─── Items
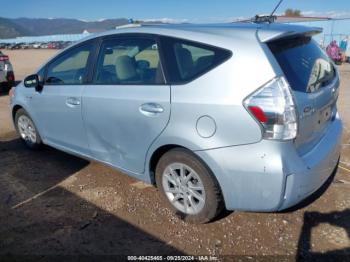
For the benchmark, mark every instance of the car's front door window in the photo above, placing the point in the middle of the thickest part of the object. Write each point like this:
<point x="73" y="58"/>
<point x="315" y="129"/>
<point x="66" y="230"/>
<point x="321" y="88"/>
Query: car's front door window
<point x="129" y="61"/>
<point x="70" y="68"/>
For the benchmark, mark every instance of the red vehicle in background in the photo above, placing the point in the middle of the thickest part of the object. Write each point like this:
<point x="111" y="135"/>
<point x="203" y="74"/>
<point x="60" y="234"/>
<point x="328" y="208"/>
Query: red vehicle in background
<point x="7" y="77"/>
──────
• Your goal: Retype the lines of all the records word for word, leaving out the pictures.

• Task output:
For the benchmark, mark every instance of the car's front door window in the photo above, placing the point in the middle of the thickest part of the object. Write each point like this:
<point x="73" y="58"/>
<point x="315" y="129"/>
<point x="66" y="230"/>
<point x="321" y="88"/>
Query: car's front door window
<point x="129" y="61"/>
<point x="70" y="68"/>
For the benchmark, mark every instance of the red vehicle in background in the photo above, placing the point in the middle of the thickest part of the object. Write each point like this:
<point x="111" y="135"/>
<point x="203" y="74"/>
<point x="60" y="234"/>
<point x="328" y="208"/>
Query: red vehicle in background
<point x="7" y="77"/>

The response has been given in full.